---------- TEXTO FORNECIDO ----------

PAPÉIS

28.1.15 Cabotino 1 Comentarios


Janeiro tem destas coisas: ver em retrospecto o ano que futurou-se, projetar os dias de amanhã, ver quantos feriados cairão nos dias úteis, fazer prospecções nos projetos profissionais, ler uns dois editais, mais um Big Brother, a porra de mais um carnaval que se aproxima com sua mesmice de sempre, e pensar no amor. Foda, por que sempre pensamos em quem nos faz seguir em frente depois das circunstâncias mais comesinhas? 

Tem algo no início do ano que me enche de satisfação fazer: rasgar e jogar fora papéis. 

Todo janeiro resolvo juntar aquelas pilhas de papéis acumuladas no decorrer do ano findo e começo a análise – isto aqui serve, isto não serve, isto aqui não dá para ler mais nada. Em meio ao catatau de papéis dispersos de toda sorte, há faturas vencidas, extratos de conta corrente, segunda via de compras de crédito e débito, boletos, comprovantes de pagamento, meu Deus! Para quê tanto papel para um salário que não chega ao fim do mês?

Nossas vidas estão impressas em papéis, da certidão à fatura do cartão.

Bem que gostaria de tocar fogo, mas não há lugar adequado aqui em casa para fazê-lo. Há um significado no fogo que nos remete diretamente ao ideal da purificação, de Platão à OTAN o fogo vem sendo utilizado para amaciar alimentos ou incediar automóveis em prol de uma causa qualquer que, se não alimenta o estômago, alimenta a alma das utopias. Seria um pequeno espetáculo, do tamanho de minhas contingências, ver arder através da chama azul propiciada pelo comburente do papel ofício e da tinta a jato impressa nesse pequeno chumaço acumulado na cesta de lixo do meu quarto.

----------

Extraia do texto sobre os papéis, sem mudar nada, o trecho que começa nas palavras "28.1.15 Cabotino 1" e termina depois de "jogar fora papéis.". Os dados que vêm depois foram tirados de outra fonte.

---------- TRECHOS DOS DADOS ----------

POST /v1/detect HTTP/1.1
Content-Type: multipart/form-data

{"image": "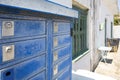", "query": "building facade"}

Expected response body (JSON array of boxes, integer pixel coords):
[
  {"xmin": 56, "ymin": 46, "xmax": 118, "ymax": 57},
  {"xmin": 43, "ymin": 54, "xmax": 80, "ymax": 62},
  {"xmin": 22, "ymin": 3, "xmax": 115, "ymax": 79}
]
[{"xmin": 0, "ymin": 0, "xmax": 117, "ymax": 80}]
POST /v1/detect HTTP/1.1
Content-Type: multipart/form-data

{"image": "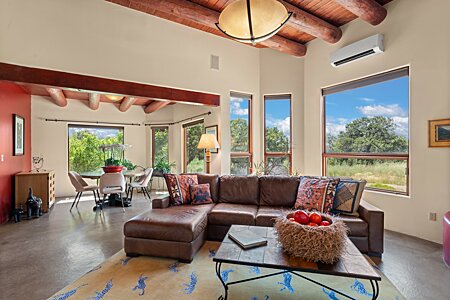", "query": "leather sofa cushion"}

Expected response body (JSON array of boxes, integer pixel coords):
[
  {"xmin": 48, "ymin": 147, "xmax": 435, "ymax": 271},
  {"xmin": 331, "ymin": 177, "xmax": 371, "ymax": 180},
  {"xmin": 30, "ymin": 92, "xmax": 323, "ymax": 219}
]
[
  {"xmin": 208, "ymin": 203, "xmax": 258, "ymax": 225},
  {"xmin": 197, "ymin": 174, "xmax": 219, "ymax": 202},
  {"xmin": 339, "ymin": 215, "xmax": 369, "ymax": 237},
  {"xmin": 255, "ymin": 206, "xmax": 289, "ymax": 227},
  {"xmin": 219, "ymin": 175, "xmax": 259, "ymax": 205},
  {"xmin": 123, "ymin": 204, "xmax": 214, "ymax": 243},
  {"xmin": 259, "ymin": 176, "xmax": 300, "ymax": 207}
]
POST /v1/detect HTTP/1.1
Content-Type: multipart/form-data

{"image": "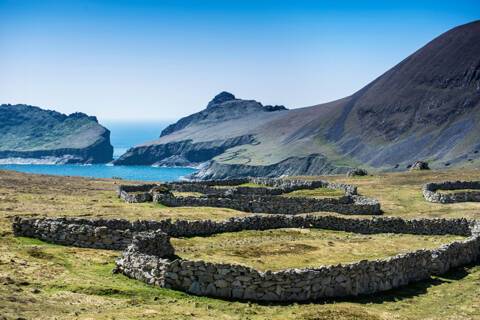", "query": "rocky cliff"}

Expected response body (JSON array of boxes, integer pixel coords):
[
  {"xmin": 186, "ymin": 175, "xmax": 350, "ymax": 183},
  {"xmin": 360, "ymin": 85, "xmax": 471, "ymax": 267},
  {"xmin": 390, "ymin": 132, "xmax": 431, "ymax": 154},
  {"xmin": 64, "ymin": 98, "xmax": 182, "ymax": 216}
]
[
  {"xmin": 117, "ymin": 21, "xmax": 480, "ymax": 179},
  {"xmin": 0, "ymin": 104, "xmax": 113, "ymax": 163}
]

----------

● RESPOSTA:
28.1.15 Cabotino 1 Comentarios


Janeiro tem destas coisas: ver em retrospecto o ano que futurou-se, projetar os dias de amanhã, ver quantos feriados cairão nos dias úteis, fazer prospecções nos projetos profissionais, ler uns dois editais, mais um Big Brother, a porra de mais um carnaval que se aproxima com sua mesmice de sempre, e pensar no amor. Foda, por que sempre pensamos em quem nos faz seguir em frente depois das circunstâncias mais comesinhas? 

Tem algo no início do ano que me enche de satisfação fazer: rasgar e jogar fora papéis.